**Records:**
..............................

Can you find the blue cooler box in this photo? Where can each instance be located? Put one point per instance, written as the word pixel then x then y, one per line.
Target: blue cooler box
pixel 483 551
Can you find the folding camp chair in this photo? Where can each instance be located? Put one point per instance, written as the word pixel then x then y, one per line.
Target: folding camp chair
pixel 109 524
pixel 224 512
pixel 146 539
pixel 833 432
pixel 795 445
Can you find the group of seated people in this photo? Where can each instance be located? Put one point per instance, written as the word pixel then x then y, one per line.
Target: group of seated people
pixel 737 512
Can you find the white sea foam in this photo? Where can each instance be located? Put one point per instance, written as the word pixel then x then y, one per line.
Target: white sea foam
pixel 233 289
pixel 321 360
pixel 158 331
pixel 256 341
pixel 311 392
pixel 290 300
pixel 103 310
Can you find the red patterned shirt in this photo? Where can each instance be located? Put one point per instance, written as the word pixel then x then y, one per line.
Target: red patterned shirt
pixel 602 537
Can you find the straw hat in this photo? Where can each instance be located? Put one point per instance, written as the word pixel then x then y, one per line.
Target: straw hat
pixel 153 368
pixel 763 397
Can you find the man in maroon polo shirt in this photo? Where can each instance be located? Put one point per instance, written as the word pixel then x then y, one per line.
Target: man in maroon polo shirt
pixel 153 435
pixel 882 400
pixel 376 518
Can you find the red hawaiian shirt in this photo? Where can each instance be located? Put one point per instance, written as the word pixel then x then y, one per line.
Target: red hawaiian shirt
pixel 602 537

..............................

**What the exercise asks:**
Please copy word for word the part of the entries that opens with the line containing "Can you find the red patterned" and continues through the end of the entries.

**Result:**
Can you find the red patterned shirt in this photo? Where can each instance be located? Put one point per instance, written as the word pixel then x then y, one per line.
Target: red patterned shirt
pixel 602 537
Can you find the straw hat in this photo? Where can each instance be located? Put one point per instance, written as the word pixel then x then y, one per line.
Target: straw hat
pixel 153 368
pixel 763 397
Can you find the man in maroon polo shirt in this photo? Where can each instance be located? Put one point per instance, written as the word pixel then x then y, one per line.
Target: man in maroon polo shirt
pixel 153 435
pixel 882 400
pixel 376 518
Can you find the red hawaiian shirt in this photo? Where can each instance be located? Put one point per instance, written as the word pixel then x then y, one per line.
Target: red hawaiian shirt
pixel 602 537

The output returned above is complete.